- Exercise instructions
Each record that follows must be printed exactly as given.

- Information shown
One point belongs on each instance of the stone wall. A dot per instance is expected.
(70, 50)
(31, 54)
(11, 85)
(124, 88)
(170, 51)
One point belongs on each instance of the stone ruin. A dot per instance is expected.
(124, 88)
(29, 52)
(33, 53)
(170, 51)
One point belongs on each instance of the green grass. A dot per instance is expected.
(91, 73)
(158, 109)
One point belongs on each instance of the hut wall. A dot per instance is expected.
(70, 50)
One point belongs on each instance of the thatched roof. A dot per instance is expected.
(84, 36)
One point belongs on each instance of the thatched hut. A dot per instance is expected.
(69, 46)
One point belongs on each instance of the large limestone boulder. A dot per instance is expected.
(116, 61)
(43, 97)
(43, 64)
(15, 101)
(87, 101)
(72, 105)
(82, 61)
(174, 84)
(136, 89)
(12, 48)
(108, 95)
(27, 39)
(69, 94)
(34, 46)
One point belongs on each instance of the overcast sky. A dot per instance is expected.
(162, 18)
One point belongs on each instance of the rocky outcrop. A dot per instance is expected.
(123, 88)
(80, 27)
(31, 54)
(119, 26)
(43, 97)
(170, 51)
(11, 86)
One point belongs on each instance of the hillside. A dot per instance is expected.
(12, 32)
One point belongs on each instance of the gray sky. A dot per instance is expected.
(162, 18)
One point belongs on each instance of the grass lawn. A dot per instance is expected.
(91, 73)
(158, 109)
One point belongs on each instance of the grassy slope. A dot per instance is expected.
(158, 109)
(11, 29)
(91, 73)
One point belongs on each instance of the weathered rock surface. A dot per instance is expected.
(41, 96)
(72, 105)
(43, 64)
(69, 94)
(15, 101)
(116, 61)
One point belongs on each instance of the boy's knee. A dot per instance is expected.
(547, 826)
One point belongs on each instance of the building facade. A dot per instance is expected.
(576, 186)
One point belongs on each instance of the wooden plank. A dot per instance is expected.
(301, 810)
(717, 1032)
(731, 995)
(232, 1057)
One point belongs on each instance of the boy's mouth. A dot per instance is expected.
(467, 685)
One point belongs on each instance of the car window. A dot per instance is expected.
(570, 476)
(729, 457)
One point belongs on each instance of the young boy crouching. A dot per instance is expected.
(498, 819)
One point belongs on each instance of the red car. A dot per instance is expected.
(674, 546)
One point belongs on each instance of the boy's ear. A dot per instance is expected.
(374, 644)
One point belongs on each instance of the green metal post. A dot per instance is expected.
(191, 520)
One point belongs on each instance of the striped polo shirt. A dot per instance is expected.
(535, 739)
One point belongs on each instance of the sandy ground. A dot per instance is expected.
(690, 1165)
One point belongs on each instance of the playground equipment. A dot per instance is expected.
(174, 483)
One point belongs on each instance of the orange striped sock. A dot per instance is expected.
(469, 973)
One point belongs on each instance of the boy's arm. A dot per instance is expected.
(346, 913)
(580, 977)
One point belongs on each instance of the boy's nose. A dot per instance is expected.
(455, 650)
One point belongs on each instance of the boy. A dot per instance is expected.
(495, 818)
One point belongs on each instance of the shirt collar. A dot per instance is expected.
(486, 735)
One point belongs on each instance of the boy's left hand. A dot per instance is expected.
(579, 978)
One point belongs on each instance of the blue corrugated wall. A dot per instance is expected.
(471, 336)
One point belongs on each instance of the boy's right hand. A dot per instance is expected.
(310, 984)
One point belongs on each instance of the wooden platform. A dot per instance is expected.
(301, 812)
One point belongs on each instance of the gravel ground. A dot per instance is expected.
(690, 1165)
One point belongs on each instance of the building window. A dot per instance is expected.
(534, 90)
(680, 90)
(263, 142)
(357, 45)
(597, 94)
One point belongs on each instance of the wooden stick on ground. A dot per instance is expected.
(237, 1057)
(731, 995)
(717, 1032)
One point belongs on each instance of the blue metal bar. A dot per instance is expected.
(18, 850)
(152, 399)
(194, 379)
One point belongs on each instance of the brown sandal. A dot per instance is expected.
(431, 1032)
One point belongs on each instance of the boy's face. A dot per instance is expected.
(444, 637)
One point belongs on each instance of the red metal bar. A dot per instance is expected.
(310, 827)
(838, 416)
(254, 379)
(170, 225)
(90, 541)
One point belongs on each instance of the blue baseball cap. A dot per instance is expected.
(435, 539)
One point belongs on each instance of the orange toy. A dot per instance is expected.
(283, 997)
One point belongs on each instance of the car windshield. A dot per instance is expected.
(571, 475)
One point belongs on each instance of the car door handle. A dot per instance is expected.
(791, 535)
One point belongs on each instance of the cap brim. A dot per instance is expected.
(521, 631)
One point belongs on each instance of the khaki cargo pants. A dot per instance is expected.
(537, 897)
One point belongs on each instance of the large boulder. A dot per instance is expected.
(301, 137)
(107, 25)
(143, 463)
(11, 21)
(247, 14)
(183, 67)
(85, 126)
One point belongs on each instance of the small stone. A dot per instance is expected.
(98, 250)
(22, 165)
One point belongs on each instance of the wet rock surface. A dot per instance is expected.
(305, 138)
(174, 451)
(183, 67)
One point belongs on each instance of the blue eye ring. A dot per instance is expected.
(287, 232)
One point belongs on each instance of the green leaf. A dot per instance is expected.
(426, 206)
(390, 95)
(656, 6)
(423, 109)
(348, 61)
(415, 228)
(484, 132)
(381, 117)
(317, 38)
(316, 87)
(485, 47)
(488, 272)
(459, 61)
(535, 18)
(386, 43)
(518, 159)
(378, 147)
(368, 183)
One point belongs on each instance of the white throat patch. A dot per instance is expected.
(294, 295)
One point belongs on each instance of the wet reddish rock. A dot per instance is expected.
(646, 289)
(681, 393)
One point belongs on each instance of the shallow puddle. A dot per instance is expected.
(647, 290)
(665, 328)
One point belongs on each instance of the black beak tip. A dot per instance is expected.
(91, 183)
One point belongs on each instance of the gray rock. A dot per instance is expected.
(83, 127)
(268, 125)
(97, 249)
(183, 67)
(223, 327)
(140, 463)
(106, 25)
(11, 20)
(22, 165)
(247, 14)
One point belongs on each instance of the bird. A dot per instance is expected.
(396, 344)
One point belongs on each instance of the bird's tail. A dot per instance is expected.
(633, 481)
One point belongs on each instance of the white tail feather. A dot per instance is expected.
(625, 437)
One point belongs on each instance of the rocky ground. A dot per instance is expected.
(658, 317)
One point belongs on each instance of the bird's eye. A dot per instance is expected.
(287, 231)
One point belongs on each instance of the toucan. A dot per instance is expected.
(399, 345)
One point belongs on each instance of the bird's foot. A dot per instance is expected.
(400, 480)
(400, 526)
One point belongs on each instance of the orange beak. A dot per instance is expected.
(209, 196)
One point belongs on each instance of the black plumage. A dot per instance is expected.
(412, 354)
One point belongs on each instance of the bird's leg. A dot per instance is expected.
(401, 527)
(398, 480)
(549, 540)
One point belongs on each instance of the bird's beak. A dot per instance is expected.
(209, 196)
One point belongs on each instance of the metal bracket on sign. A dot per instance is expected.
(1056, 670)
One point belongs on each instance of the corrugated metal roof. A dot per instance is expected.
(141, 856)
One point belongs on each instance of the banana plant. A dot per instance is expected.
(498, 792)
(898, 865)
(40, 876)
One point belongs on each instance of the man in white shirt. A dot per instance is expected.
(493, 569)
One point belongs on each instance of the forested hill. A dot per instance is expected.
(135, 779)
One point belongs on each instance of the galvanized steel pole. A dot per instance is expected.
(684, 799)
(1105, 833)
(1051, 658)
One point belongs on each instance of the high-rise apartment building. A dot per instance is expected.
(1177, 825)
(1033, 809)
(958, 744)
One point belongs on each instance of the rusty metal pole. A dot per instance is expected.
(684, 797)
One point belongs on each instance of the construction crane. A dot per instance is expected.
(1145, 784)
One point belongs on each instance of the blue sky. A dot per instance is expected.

- Solution
One point belongs on each instance of the stone wall. A dot per instance is expected.
(70, 50)
(31, 54)
(11, 85)
(124, 88)
(170, 51)
One point belongs on each instance of the stone ruin. A dot per instance is expected.
(124, 88)
(29, 52)
(33, 53)
(170, 51)
One point belongs on each instance of the green grass. A dot per instance is expected.
(91, 73)
(158, 109)
One point belongs on each instance of the hut wall. A dot per instance is expected.
(70, 50)
One point belongs on each instance of the thatched roof. A dot per instance is expected.
(84, 36)
One point belongs on each instance of the thatched hut. A dot per instance is expected.
(69, 46)
One point belongs on each instance of the large limestone boulder. A dot per instance is expected.
(116, 61)
(43, 97)
(43, 64)
(15, 101)
(87, 101)
(72, 105)
(82, 61)
(174, 84)
(136, 89)
(12, 48)
(108, 95)
(27, 39)
(69, 94)
(34, 46)
One point belongs on each instance of the overcast sky. A dot per instance is expected.
(162, 18)
One point belongs on each instance of the rocky outcrop. A dot per instance is expected.
(123, 88)
(80, 27)
(31, 54)
(119, 26)
(43, 97)
(170, 51)
(11, 86)
One point belongs on each instance of the hillside. A dot per instance is expected.
(12, 32)
One point belongs on each instance of the gray sky. A dot per instance is expected.
(162, 18)
One point belongs on each instance of the grass lawn. A dot per instance is expected.
(91, 73)
(158, 109)
One point belongs on each instance of the grassy slope. A dot per instance is expected.
(158, 109)
(11, 29)
(91, 73)
One point belongs on each instance of the weathered rock surface. A dot per instance is expected.
(41, 96)
(72, 105)
(43, 64)
(69, 94)
(15, 101)
(116, 61)
One point belongs on each instance of the boy's knee. A dot per instance is expected.
(547, 826)
One point belongs on each instance of the building facade. A dot per instance is expected.
(576, 186)
One point belongs on each instance of the wooden plank. A dot per instance is expected.
(301, 810)
(717, 1032)
(731, 995)
(232, 1057)
One point belongs on each instance of the boy's mouth. A dot per instance is expected.
(467, 685)
One point belongs on each instance of the car window. A dot per instance is expected.
(570, 476)
(729, 457)
One point belongs on each instance of the young boy crouching. A dot per instance is expected.
(498, 819)
One point belongs on each instance of the red car. A dot per instance is expected.
(674, 546)
One point belongs on each instance of the boy's ear. A dot per instance is expected.
(374, 644)
One point belongs on each instance of the green metal post. A dot per instance is expected.
(191, 520)
One point belongs on each instance of the striped polo shirt. A dot per instance is expected.
(535, 739)
One point belongs on each instance of the sandy ground. A dot per instance is expected.
(690, 1165)
One point belongs on each instance of the playground equipment. A dot per instance is expected.
(174, 483)
One point belongs on each instance of the orange striped sock. A dot per instance is expected.
(469, 973)
One point belongs on each instance of the boy's arm. A dot per instance is expected.
(346, 913)
(580, 977)
One point belongs on each instance of the boy's nose. A dot per instance is expected.
(455, 650)
One point belongs on each instance of the boy. A dot per instance is expected.
(495, 818)
One point belongs on each instance of the shirt collar. A dot per instance is expected.
(486, 735)
One point belongs on each instance of the boy's left hand. A dot per instance is expected.
(579, 978)
One point belongs on each instance of the blue corrugated wall. A dot per instance is expected.
(471, 336)
One point belongs on each instance of the boy's right hand. A dot per instance is expected.
(310, 984)
One point belongs on each instance of the wooden platform. A dot per instance is expected.
(301, 812)
One point belongs on each instance of the gravel ground. A dot per instance is expected.
(690, 1165)
One point belongs on each instance of the building window. A dot per instance is expected.
(534, 90)
(680, 90)
(263, 142)
(357, 45)
(597, 94)
One point belongs on each instance of the wooden stick on ground. A dot per instance is expected.
(237, 1057)
(731, 995)
(717, 1032)
One point belongs on each instance of the blue metal bar. A dot per instance is expected.
(18, 850)
(152, 399)
(194, 379)
One point belongs on each instance of the brown sandal. A dot per instance is expected.
(431, 1032)
One point belongs on each instance of the boy's face. A dot per instance is expected.
(444, 637)
One point belongs on each instance of the red metal bar. A dot per instance is expected.
(310, 827)
(838, 416)
(254, 379)
(170, 225)
(90, 541)
One point belongs on each instance of the blue baseball cap. A dot per instance is expected.
(435, 539)
One point belongs on each instance of the orange toy. A dot per instance is expected.
(283, 997)
One point belongs on each instance of the car windshield. A dot per instance is expected.
(571, 475)
One point belongs on each instance of the car door handle. A dot per instance is expected.
(791, 535)
One point belongs on each instance of the cap brim. A dot per instance is expected.
(521, 631)
One point belongs on each instance of the khaki cargo pants. A dot per instance is expected.
(537, 897)
One point belongs on each instance of the large boulder. A dot per instance is expected.
(301, 137)
(107, 25)
(143, 463)
(11, 21)
(247, 14)
(183, 67)
(85, 126)
One point belongs on each instance of the small stone. A dot per instance is expected.
(98, 250)
(22, 165)
One point belongs on each instance of the wet rock surface. A dot per instance is expected.
(305, 138)
(174, 451)
(183, 67)
One point belongs on each instance of the blue eye ring. A dot per instance is expected.
(287, 232)
One point belongs on each instance of the green leaf. A dot per instance is expected.
(426, 206)
(390, 95)
(656, 6)
(423, 109)
(348, 61)
(415, 228)
(484, 132)
(381, 117)
(317, 38)
(316, 87)
(485, 47)
(488, 272)
(459, 61)
(535, 18)
(386, 43)
(518, 159)
(378, 147)
(368, 183)
One point belongs on each instance of the white throat patch. A dot per instance is expected.
(294, 295)
One point belongs on each instance of the wet reddish rock. A dot per instance is expected.
(646, 289)
(681, 393)
One point belongs on each instance of the shallow puddle. A dot per instance is expected.
(647, 290)
(665, 328)
One point belongs on each instance of the black beak tip. A dot per instance is expected.
(91, 183)
One point belongs on each instance of the gray rock. A dot per instance is expected.
(83, 127)
(268, 125)
(97, 249)
(183, 67)
(223, 327)
(140, 463)
(106, 25)
(11, 20)
(22, 165)
(247, 14)
One point belongs on each instance of the bird. A dot per instance is expected.
(396, 344)
One point belongs on each instance of the bird's tail. A dot per instance is expected.
(633, 481)
One point belongs on each instance of the white tail feather. A dot per instance is expected.
(625, 437)
One point belongs on each instance of the rocky ground. A dot per instance is expected.
(658, 317)
One point belongs on each instance of the bird's eye. A dot per instance is expected.
(287, 231)
One point belongs on each instance of the toucan. A dot per instance is expected.
(399, 345)
One point belongs on each instance of the bird's foot. A dot per instance is expected.
(400, 480)
(400, 526)
One point belongs on each instance of the orange beak. A dot per instance is expected.
(209, 196)
One point belongs on each instance of the black plumage. A dot per instance is expected.
(412, 354)
One point belongs on each instance of the bird's leg. A dot per instance is expected.
(401, 527)
(398, 480)
(549, 540)
One point belongs on each instance of the bird's beak. A dot per instance is expected.
(209, 196)
One point belongs on each instance of the metal bracket on sign. A dot per instance is expected.
(1056, 670)
One point belongs on each instance of the corrugated metal roof. A dot per instance is expected.
(141, 856)
One point belongs on each instance of the banana plant. A dot per instance is expected.
(498, 792)
(898, 865)
(40, 876)
One point belongs on each instance of the man in white shirt. A dot per instance is expected.
(493, 569)
One point belongs on each instance of the forested hill. A dot per instance is expected.
(135, 779)
One point belongs on each instance of the galvanized steel pole. A dot per instance is expected.
(684, 799)
(1105, 833)
(1051, 658)
One point belongs on each instance of the high-rise apartment building. A dot per instance is expected.
(1177, 825)
(1033, 809)
(958, 744)
One point belongs on each instance of the rusty metal pole. A dot per instance is expected.
(684, 797)
One point belongs on each instance of the construction crane. A dot per instance is expected.
(1145, 784)
One point belongs on each instance of the blue sky. A dot per instance is expected.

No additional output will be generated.